= Work to complete =
Please retype the data below in full.

= Record set =

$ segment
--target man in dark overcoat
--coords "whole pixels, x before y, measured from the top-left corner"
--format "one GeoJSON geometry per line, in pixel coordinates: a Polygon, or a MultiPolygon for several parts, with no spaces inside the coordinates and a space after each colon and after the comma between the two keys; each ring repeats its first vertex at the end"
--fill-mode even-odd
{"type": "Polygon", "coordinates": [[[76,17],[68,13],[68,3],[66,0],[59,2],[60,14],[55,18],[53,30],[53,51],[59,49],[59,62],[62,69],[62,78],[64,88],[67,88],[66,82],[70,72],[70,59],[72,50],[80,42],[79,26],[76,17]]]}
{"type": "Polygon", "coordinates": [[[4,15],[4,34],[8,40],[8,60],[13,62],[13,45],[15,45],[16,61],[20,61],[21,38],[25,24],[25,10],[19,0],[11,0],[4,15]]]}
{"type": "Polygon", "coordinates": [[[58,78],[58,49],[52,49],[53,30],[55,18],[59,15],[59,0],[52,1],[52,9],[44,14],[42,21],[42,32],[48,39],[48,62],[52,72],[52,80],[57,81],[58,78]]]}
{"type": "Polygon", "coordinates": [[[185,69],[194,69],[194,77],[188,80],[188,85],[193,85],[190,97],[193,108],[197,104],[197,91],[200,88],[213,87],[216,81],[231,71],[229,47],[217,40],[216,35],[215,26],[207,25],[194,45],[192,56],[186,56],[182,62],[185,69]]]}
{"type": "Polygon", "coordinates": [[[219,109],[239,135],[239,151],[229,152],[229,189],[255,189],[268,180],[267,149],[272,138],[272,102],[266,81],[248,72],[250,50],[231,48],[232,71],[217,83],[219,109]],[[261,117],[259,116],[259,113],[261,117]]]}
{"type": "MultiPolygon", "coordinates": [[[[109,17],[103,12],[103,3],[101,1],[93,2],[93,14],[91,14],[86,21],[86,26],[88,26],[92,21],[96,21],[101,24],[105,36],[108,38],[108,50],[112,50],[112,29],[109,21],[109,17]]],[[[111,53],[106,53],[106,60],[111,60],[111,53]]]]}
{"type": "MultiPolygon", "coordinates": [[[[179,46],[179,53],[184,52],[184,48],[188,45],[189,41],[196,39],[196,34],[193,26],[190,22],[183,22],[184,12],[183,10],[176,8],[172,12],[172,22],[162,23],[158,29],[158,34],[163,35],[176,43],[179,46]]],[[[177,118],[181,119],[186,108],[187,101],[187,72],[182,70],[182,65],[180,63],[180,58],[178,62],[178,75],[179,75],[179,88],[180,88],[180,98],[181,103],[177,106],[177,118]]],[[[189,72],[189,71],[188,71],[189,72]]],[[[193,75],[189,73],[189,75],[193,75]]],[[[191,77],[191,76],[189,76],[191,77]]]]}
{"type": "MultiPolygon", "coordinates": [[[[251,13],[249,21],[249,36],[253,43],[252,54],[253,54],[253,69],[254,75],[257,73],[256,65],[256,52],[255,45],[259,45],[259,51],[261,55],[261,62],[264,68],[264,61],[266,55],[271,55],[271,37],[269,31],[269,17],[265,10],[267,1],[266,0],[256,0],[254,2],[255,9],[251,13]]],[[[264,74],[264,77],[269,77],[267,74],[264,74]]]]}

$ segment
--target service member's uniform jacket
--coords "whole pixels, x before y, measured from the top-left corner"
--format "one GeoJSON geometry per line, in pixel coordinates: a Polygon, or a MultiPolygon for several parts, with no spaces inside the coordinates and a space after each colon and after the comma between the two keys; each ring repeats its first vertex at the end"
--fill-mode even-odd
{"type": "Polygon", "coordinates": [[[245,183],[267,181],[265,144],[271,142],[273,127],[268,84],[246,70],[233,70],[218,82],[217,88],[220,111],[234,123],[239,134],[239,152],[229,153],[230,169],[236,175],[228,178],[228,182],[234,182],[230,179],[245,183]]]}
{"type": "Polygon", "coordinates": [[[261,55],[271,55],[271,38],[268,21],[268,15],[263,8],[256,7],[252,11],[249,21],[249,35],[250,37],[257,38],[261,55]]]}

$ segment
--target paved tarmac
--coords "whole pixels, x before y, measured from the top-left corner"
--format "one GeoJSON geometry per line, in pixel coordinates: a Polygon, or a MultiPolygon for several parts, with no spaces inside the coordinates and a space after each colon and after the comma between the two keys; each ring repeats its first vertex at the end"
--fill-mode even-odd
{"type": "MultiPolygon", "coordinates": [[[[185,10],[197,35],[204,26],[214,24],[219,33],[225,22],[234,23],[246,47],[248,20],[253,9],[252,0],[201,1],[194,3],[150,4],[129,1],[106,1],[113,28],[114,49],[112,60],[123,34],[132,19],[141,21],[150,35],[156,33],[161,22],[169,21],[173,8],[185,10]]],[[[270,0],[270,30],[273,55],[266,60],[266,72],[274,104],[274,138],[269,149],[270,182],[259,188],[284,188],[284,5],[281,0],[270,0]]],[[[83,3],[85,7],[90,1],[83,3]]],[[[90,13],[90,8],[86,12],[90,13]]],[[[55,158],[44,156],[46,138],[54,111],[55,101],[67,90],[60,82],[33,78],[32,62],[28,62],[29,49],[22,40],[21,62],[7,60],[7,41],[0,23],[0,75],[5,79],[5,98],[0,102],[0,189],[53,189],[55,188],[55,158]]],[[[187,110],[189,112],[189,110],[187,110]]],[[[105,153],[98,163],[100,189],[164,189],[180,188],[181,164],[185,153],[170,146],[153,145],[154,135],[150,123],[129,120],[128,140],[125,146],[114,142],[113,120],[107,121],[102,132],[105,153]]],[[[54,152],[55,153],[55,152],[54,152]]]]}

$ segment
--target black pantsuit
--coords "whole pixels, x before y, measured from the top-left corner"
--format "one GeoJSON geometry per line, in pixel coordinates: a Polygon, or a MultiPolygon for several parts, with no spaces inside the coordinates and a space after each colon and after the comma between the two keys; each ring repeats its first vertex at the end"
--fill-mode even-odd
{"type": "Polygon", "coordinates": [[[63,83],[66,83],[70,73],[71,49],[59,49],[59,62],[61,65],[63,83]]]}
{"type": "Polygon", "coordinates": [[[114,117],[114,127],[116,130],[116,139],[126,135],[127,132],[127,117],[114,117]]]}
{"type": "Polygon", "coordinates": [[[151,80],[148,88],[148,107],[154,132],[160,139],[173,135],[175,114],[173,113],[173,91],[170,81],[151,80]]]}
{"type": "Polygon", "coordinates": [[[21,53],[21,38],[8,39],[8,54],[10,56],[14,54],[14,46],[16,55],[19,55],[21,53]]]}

= Solved problem =
$ segment
--target man in dark overcoat
--coords "whole pixels, x before y, measured from the top-left corner"
--format "one GeoJSON geometry per line, in pixel coordinates: a Polygon, or a MultiPolygon for several parts, with no spaces inside the coordinates and a space after each colon and after the comma between the two keys; each ring repeats its first vertex at the end"
--fill-mode even-odd
{"type": "Polygon", "coordinates": [[[76,17],[68,13],[68,3],[66,0],[59,2],[60,14],[55,18],[53,30],[53,51],[59,49],[59,62],[62,69],[62,78],[64,88],[67,88],[66,82],[70,72],[70,59],[72,50],[80,42],[79,26],[76,17]]]}
{"type": "Polygon", "coordinates": [[[4,15],[4,34],[8,40],[8,60],[13,62],[13,45],[15,45],[16,61],[20,61],[21,38],[25,24],[25,10],[19,0],[11,0],[4,15]]]}
{"type": "Polygon", "coordinates": [[[58,78],[58,49],[52,49],[53,30],[55,18],[59,15],[59,0],[52,1],[52,9],[44,14],[42,21],[42,32],[48,39],[48,62],[52,72],[52,80],[57,81],[58,78]]]}
{"type": "Polygon", "coordinates": [[[185,69],[194,69],[194,77],[188,80],[188,85],[193,85],[190,97],[193,108],[197,104],[197,91],[200,88],[213,87],[216,81],[231,71],[229,47],[217,40],[216,35],[215,26],[207,25],[194,45],[192,56],[186,56],[182,62],[185,69]]]}
{"type": "Polygon", "coordinates": [[[219,109],[239,135],[239,151],[229,152],[229,189],[255,189],[268,180],[267,149],[272,138],[272,102],[266,81],[248,72],[250,50],[231,48],[232,71],[217,83],[219,109]],[[261,117],[259,116],[259,113],[261,117]]]}
{"type": "MultiPolygon", "coordinates": [[[[109,17],[103,12],[103,3],[101,1],[93,2],[93,14],[91,14],[86,21],[86,26],[88,26],[92,21],[96,21],[101,24],[105,36],[108,38],[108,50],[112,50],[112,29],[109,21],[109,17]]],[[[111,53],[106,53],[106,60],[111,60],[111,53]]]]}
{"type": "MultiPolygon", "coordinates": [[[[179,46],[179,53],[184,52],[184,48],[188,45],[189,41],[196,39],[196,34],[193,26],[190,22],[183,22],[184,12],[183,10],[176,8],[172,12],[172,22],[162,23],[158,29],[158,34],[163,35],[176,43],[179,46]]],[[[177,118],[181,119],[186,108],[187,101],[187,72],[182,70],[182,65],[180,63],[180,58],[178,62],[178,75],[179,75],[179,88],[180,88],[180,98],[181,103],[177,106],[177,118]]],[[[189,72],[189,71],[188,71],[189,72]]],[[[193,75],[189,73],[189,75],[193,75]]],[[[191,77],[191,76],[189,76],[191,77]]]]}
{"type": "MultiPolygon", "coordinates": [[[[251,13],[249,21],[249,36],[253,43],[252,54],[253,54],[253,69],[254,75],[257,73],[256,65],[256,52],[255,45],[259,45],[259,51],[261,55],[261,62],[264,68],[264,61],[266,55],[271,55],[271,37],[269,31],[269,17],[265,10],[267,1],[266,0],[256,0],[254,2],[255,9],[251,13]]],[[[264,74],[264,77],[269,77],[267,74],[264,74]]]]}

$ segment
--target service member's uniform jacket
--coords "whole pixels, x before y, measured from the top-left corner"
--format "one GeoJSON geometry per line, in pixel coordinates: a Polygon, or a MultiPolygon for several parts, with no spaces inside the coordinates and a space after each colon and after the comma between the two keys; each ring repeats its first vertex at the end"
--fill-mode even-odd
{"type": "Polygon", "coordinates": [[[245,183],[267,181],[265,144],[271,142],[273,127],[268,84],[246,70],[233,70],[218,82],[217,88],[220,111],[234,123],[239,134],[239,152],[229,153],[230,169],[236,175],[228,178],[228,182],[234,182],[230,179],[245,183]]]}
{"type": "Polygon", "coordinates": [[[261,55],[271,55],[271,38],[268,21],[268,15],[263,8],[256,7],[252,11],[249,21],[249,35],[250,37],[257,38],[261,55]]]}

$ segment
--target paved tarmac
--coords "whole pixels, x before y, measured from the top-left corner"
--format "one GeoJSON geometry per line, in pixel coordinates: a Polygon, or a MultiPolygon for several parts, with no spaces inside the coordinates and a space after each colon and after the comma between the two keys; each ring repeats its first vertex at the end"
--fill-mode even-odd
{"type": "MultiPolygon", "coordinates": [[[[185,10],[197,35],[204,26],[214,24],[219,33],[225,22],[234,23],[246,47],[248,20],[253,9],[252,0],[201,1],[194,3],[150,4],[129,1],[106,1],[113,28],[114,49],[112,60],[123,34],[132,19],[141,21],[150,35],[156,33],[161,22],[169,21],[173,8],[185,10]]],[[[270,0],[270,30],[273,55],[266,60],[266,72],[274,104],[274,138],[269,149],[270,182],[259,188],[284,188],[284,5],[281,0],[270,0]]],[[[83,3],[85,7],[90,1],[83,3]]],[[[90,13],[90,8],[86,12],[90,13]]],[[[55,158],[44,156],[46,138],[54,111],[55,101],[67,90],[60,82],[33,78],[32,62],[28,62],[29,49],[22,40],[21,62],[7,60],[7,41],[0,23],[0,75],[5,79],[5,98],[0,102],[0,189],[53,189],[55,188],[55,158]]],[[[187,110],[189,112],[189,110],[187,110]]],[[[105,153],[98,163],[100,189],[164,189],[180,188],[181,164],[185,153],[170,146],[153,145],[154,135],[150,123],[129,120],[128,140],[125,146],[114,142],[113,120],[107,121],[102,132],[105,153]]],[[[54,152],[55,153],[55,152],[54,152]]]]}

$ segment
--target black pantsuit
--coords "whole pixels, x before y, measured from the top-left corner"
--format "one GeoJSON geometry per line, in pixel coordinates: a Polygon, or a MultiPolygon for several parts, with no spaces inside the coordinates and a space after each colon and after the comma between the two keys; each ring repeats its first vertex at the end"
--fill-mode even-odd
{"type": "Polygon", "coordinates": [[[63,83],[66,83],[70,73],[71,49],[59,49],[59,62],[61,65],[63,83]]]}
{"type": "Polygon", "coordinates": [[[114,117],[114,127],[116,130],[116,139],[126,135],[127,132],[127,117],[114,117]]]}
{"type": "Polygon", "coordinates": [[[151,80],[148,88],[148,107],[154,132],[160,139],[173,135],[175,114],[173,113],[173,91],[170,81],[151,80]]]}
{"type": "Polygon", "coordinates": [[[21,53],[21,38],[8,39],[8,54],[10,56],[14,54],[14,46],[16,55],[19,55],[21,53]]]}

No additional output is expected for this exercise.